_WRITTEN REQUEST_
Rewrite every line of the listing from the line with "of the pink" through the end of the listing. Offset each point coordinate in the answers by adding 76 to it.

(Records excerpted from a collection)
+++++
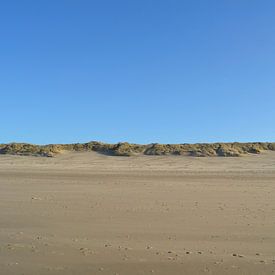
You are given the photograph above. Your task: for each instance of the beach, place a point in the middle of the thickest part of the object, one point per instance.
(90, 213)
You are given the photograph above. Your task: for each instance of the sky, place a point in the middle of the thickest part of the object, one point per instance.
(176, 71)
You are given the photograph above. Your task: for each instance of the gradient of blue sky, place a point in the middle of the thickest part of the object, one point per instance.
(140, 71)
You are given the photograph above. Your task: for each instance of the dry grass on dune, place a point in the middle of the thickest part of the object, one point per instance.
(127, 149)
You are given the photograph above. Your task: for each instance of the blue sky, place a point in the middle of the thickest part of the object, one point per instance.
(141, 71)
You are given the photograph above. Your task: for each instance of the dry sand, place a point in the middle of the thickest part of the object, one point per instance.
(86, 213)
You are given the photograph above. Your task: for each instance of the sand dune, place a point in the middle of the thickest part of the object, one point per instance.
(89, 213)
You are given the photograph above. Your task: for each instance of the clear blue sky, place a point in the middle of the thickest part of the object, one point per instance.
(140, 71)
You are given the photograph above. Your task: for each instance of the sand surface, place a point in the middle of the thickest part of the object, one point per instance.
(86, 213)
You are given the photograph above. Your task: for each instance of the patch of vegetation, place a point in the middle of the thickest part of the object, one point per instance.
(128, 149)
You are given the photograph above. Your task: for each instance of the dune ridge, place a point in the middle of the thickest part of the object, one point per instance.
(232, 149)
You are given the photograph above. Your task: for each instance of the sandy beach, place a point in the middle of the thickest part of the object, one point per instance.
(88, 213)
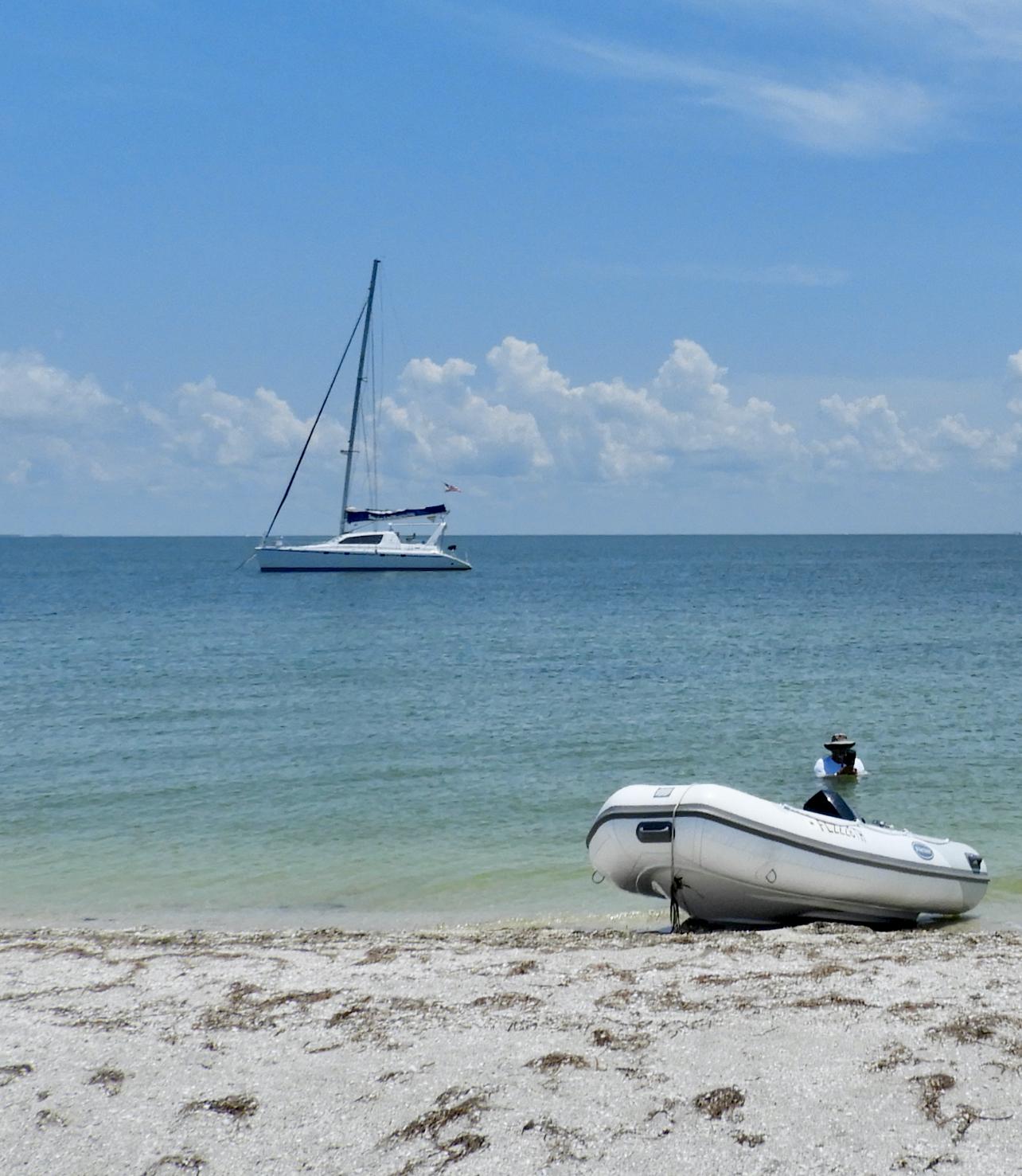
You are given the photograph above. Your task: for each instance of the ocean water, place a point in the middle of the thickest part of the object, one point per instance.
(189, 742)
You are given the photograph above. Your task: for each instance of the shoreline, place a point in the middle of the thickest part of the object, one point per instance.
(509, 1048)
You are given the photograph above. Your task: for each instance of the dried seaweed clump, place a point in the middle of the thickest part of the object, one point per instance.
(719, 1102)
(558, 1061)
(608, 1040)
(175, 1163)
(933, 1086)
(10, 1072)
(450, 1107)
(238, 1107)
(749, 1139)
(968, 1029)
(110, 1079)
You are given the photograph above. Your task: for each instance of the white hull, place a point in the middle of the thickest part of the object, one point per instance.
(738, 858)
(312, 559)
(362, 550)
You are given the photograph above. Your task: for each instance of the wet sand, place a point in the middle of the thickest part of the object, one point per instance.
(814, 1049)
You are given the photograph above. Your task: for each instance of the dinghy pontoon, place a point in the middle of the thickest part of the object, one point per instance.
(729, 858)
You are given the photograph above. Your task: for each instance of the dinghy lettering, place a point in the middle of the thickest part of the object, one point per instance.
(844, 830)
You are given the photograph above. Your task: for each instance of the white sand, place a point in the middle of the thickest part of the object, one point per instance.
(819, 1049)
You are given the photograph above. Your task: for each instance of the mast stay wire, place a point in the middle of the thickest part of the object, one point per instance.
(315, 422)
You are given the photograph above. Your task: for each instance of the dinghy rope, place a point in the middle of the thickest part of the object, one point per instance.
(677, 883)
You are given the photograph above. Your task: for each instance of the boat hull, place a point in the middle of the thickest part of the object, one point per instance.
(739, 858)
(322, 559)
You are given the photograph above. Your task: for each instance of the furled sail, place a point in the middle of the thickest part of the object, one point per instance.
(372, 515)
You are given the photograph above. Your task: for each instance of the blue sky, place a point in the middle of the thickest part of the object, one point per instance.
(731, 266)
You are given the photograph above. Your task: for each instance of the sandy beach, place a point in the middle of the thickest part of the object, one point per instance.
(813, 1049)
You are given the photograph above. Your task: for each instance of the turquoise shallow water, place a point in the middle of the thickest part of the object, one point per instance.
(189, 741)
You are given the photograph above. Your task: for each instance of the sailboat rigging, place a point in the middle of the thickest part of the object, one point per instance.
(369, 539)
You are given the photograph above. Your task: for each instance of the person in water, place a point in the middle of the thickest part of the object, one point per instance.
(842, 760)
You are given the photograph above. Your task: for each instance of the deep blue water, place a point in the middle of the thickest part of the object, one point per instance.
(182, 736)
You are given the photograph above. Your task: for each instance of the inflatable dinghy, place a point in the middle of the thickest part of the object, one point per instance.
(726, 856)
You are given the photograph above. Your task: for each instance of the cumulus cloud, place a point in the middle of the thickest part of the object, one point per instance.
(532, 418)
(517, 416)
(988, 447)
(222, 428)
(873, 434)
(37, 394)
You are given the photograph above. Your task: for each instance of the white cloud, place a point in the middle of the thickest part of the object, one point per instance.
(452, 428)
(515, 419)
(874, 436)
(533, 420)
(989, 448)
(216, 427)
(34, 393)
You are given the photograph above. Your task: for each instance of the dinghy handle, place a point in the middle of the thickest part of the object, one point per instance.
(655, 830)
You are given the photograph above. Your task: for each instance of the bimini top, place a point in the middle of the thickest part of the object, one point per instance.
(372, 515)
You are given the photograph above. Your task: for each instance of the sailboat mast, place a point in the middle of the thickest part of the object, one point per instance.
(351, 449)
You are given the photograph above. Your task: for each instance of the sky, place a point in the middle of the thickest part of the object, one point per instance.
(719, 266)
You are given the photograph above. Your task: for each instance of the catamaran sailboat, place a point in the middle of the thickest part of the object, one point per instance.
(369, 540)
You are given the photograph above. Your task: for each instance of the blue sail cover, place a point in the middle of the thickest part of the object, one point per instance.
(371, 515)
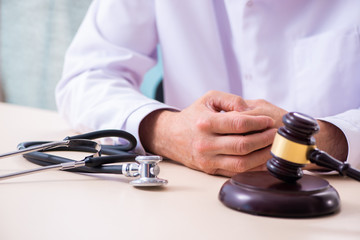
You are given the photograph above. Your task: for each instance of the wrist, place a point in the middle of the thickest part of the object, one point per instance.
(151, 131)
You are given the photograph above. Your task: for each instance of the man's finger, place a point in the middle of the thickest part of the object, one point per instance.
(235, 123)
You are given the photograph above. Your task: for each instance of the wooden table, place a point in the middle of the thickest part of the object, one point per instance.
(63, 205)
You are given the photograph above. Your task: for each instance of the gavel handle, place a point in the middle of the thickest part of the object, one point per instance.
(323, 159)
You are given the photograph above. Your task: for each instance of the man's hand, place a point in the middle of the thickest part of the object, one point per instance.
(212, 135)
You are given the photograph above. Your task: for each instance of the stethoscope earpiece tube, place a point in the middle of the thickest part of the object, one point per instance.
(132, 165)
(131, 140)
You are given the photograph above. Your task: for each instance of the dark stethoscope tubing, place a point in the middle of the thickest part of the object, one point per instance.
(115, 153)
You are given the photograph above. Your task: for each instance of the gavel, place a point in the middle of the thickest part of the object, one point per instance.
(294, 147)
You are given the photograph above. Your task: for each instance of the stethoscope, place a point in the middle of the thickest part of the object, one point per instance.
(144, 167)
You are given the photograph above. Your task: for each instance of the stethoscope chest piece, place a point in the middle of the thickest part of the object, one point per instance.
(148, 170)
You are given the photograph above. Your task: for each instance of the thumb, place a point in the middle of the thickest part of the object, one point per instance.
(221, 101)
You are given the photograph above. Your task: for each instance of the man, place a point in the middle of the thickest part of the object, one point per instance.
(221, 58)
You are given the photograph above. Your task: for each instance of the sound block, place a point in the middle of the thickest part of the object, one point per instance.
(260, 193)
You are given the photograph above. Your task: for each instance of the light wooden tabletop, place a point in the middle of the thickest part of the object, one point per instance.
(63, 205)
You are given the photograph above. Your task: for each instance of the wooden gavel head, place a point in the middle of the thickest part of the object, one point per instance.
(291, 146)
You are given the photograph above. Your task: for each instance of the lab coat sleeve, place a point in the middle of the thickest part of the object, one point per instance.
(349, 123)
(104, 67)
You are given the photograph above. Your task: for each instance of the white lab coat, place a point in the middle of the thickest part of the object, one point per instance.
(299, 55)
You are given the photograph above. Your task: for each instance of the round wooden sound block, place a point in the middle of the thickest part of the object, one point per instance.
(260, 193)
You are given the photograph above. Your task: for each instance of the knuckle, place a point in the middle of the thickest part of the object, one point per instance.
(241, 146)
(205, 165)
(203, 124)
(201, 147)
(239, 124)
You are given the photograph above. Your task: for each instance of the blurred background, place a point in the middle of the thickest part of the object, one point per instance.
(34, 36)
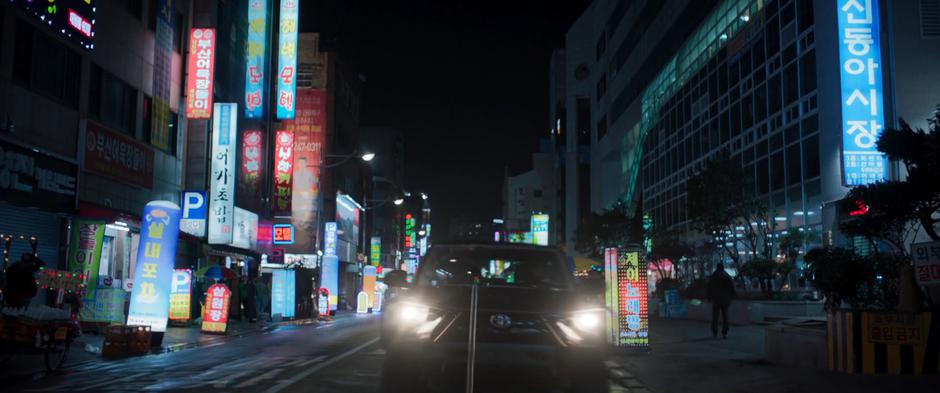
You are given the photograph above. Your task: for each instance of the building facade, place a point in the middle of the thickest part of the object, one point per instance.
(675, 82)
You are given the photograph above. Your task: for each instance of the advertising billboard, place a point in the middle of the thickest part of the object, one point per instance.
(539, 228)
(347, 221)
(181, 294)
(632, 299)
(863, 115)
(85, 251)
(215, 313)
(254, 58)
(74, 19)
(116, 156)
(162, 75)
(375, 254)
(199, 75)
(283, 172)
(195, 210)
(283, 234)
(153, 276)
(309, 139)
(283, 292)
(287, 60)
(222, 181)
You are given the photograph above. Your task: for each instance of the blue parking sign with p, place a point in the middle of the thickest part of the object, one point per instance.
(195, 211)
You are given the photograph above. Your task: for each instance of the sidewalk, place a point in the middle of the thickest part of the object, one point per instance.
(175, 339)
(685, 358)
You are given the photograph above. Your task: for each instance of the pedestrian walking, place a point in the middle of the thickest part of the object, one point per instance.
(720, 293)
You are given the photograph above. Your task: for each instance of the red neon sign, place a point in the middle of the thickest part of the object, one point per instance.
(199, 80)
(283, 172)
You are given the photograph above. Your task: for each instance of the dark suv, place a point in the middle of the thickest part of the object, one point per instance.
(493, 316)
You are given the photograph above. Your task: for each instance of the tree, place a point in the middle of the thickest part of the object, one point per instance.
(599, 231)
(919, 151)
(723, 205)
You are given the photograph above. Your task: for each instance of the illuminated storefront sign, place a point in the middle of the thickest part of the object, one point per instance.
(215, 314)
(309, 139)
(74, 19)
(862, 99)
(632, 299)
(329, 269)
(283, 234)
(252, 146)
(153, 276)
(283, 292)
(162, 75)
(199, 78)
(329, 240)
(194, 213)
(180, 294)
(222, 182)
(245, 229)
(254, 56)
(283, 172)
(539, 229)
(287, 60)
(375, 255)
(85, 252)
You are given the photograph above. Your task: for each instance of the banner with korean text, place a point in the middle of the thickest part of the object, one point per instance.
(254, 54)
(222, 181)
(863, 115)
(199, 78)
(153, 276)
(287, 60)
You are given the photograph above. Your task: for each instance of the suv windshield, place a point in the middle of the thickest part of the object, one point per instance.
(493, 266)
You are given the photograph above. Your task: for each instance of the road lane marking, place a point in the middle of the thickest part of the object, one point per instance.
(297, 377)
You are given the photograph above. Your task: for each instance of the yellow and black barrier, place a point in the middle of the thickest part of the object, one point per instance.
(872, 342)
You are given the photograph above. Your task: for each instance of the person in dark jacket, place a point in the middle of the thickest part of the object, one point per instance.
(720, 293)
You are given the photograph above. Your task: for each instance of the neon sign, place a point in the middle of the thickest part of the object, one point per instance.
(159, 234)
(287, 60)
(862, 98)
(199, 80)
(283, 234)
(283, 172)
(254, 54)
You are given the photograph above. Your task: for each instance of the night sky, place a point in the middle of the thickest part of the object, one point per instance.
(467, 83)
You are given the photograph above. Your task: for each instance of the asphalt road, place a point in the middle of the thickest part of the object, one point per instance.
(340, 356)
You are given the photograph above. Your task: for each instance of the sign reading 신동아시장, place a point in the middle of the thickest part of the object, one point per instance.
(153, 276)
(863, 115)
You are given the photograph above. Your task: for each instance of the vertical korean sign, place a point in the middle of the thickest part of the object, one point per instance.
(329, 269)
(222, 181)
(539, 229)
(150, 297)
(199, 78)
(632, 304)
(254, 54)
(862, 92)
(283, 172)
(215, 315)
(162, 74)
(376, 251)
(180, 294)
(85, 252)
(287, 60)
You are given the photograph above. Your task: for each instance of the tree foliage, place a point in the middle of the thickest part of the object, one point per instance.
(596, 232)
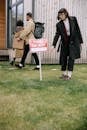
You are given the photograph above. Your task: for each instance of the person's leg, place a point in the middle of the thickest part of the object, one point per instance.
(64, 65)
(70, 67)
(36, 60)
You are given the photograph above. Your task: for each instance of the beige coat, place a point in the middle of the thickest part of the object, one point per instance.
(28, 32)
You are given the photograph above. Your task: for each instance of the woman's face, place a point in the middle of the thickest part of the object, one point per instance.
(62, 16)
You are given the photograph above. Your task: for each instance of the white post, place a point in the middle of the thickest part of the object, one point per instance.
(40, 67)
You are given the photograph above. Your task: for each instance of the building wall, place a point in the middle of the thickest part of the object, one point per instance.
(2, 25)
(46, 11)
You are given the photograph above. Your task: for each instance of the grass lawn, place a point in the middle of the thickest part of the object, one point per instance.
(26, 103)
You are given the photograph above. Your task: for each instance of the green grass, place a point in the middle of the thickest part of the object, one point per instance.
(26, 103)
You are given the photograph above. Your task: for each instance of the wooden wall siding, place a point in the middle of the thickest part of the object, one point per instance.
(2, 24)
(46, 11)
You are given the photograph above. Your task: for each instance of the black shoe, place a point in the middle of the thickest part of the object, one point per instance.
(18, 66)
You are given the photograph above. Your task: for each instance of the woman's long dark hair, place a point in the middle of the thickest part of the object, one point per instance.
(63, 10)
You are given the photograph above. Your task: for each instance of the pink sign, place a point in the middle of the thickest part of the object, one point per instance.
(38, 45)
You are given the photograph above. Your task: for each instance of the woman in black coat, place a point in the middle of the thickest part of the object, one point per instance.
(71, 40)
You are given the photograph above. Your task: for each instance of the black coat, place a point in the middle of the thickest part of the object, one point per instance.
(75, 38)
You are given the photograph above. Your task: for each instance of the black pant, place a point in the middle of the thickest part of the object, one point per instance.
(67, 62)
(26, 50)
+++++
_EXERCISE SOLUTION_
You are given the photograph above. Your task: for each instance of the pink sign, place a point in the middle of the thickest part of the object, one point per instance.
(114, 121)
You are given the photograph above. Your task: for each instance of the woman in black coat, place a point in the middle of the thickest part of the object, one point per instance.
(147, 116)
You are given the photograph above. Your task: for each instance of the black coat, place a point in the middle of the thickest part of the object, one point per instance.
(151, 114)
You are given the photograph above. Your task: for each instance of the black pant, place a point in the middle of the thickest part of the object, one point per instance.
(143, 138)
(102, 126)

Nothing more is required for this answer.